(Point annotation records)
--- START ---
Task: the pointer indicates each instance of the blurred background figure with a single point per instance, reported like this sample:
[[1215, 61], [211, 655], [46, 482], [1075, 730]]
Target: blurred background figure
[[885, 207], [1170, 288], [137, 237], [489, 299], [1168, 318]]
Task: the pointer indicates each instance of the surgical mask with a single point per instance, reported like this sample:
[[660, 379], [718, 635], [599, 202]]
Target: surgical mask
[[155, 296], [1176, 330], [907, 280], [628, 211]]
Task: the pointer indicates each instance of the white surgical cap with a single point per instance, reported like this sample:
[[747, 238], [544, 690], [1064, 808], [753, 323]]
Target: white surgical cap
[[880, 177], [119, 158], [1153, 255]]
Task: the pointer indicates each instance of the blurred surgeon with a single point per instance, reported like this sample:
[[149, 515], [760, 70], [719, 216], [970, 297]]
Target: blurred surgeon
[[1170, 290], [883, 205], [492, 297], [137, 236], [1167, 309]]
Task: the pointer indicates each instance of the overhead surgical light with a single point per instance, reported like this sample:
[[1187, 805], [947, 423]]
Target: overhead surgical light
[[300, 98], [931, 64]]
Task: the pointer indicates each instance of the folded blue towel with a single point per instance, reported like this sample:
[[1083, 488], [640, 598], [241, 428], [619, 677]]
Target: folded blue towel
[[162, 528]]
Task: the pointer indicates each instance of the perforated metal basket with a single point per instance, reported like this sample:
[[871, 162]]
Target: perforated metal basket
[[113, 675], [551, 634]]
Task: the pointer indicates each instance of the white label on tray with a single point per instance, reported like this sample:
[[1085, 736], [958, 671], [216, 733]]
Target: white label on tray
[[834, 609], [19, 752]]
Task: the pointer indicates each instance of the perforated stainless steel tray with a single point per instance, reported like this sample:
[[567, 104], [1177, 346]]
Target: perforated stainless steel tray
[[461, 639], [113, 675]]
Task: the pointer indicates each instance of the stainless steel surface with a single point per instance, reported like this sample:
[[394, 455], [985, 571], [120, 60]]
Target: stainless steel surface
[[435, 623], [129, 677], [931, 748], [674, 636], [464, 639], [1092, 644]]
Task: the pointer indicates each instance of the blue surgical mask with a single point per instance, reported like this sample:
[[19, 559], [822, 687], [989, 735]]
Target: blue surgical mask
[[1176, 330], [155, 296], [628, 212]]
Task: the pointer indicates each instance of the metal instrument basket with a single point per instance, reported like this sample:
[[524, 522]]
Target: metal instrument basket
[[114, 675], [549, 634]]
--- END ---
All of the data needs to be printed once more, exactly.

### Output for this exercise
Task: the pointer indicates each instance of the blurred background figure with a single point per instance, reported like this sample:
[[1215, 61], [211, 655], [46, 482], [1075, 730]]
Target: blurred background figure
[[885, 207], [1170, 288], [137, 237], [489, 299], [1168, 318]]
Task: the pointer indicates each instance of the surgical mask with a single point per instance, reported like this sample:
[[660, 379], [718, 635], [599, 202]]
Target: surgical mask
[[155, 296], [1176, 330], [907, 280], [628, 211]]
Task: the pointer indicates each instance of the white surgical cap with a single point per instance, reported like this sample:
[[747, 238], [544, 690], [1064, 808], [753, 323]]
Target: white surgical cap
[[880, 177], [119, 158], [1153, 255]]
Task: the pointer indicates each instance of the blurred surgeon with a single point per instance, reported like this sample:
[[149, 515], [760, 70], [719, 216], [970, 297]]
Target: blurred surgeon
[[1170, 290], [883, 205], [492, 297], [137, 236], [1167, 309]]
Task: the pointer indicates each instance of the overhead surgical light with a single point per instance, reported like this sample:
[[1187, 805], [947, 423]]
Target: overhead surgical light
[[300, 98], [931, 64]]
Task: the pointer indicates each instance of the folded blue towel with a single point per instance, reported like this sample:
[[1083, 488], [640, 598], [241, 428], [619, 677]]
Target: folded blue towel
[[162, 528]]
Task: the pointer indicates each instance of the perforated metal basket with a single point per instance, reported like this sample:
[[871, 162]]
Target: perforated metal basket
[[113, 675], [551, 634]]
Task: the pointer indicates each instance of the white label on tray with a single point per instance, reported like this sample:
[[1085, 736], [958, 671], [216, 733]]
Target: white label on tray
[[834, 609], [19, 752]]
Task: the pointer indicates each instance of the perforated stainless steel tray with a single point per instance, reported like this sample:
[[567, 104], [1177, 346]]
Target: perforated stainless steel tray
[[461, 639], [113, 675]]
Task: the pointer indicates each instance of the stainless steel surface with a single point per instance, reported like this sample:
[[394, 455], [985, 571], [120, 60]]
Target: stainless steel surface
[[435, 623], [129, 677], [931, 748], [674, 636], [464, 639], [1092, 644]]
Task: the pointer indicates each instance of the blue surgical mask with a single point per instance, reported like this sample:
[[19, 559], [822, 687], [989, 735]]
Target: blue surgical mask
[[1176, 330], [155, 296], [628, 212]]
Task: the pointer indicates each instance of the metal instrument basket with a single point per instance, reported like this sample:
[[524, 522]]
Target: metal instrument basket
[[114, 675], [549, 634]]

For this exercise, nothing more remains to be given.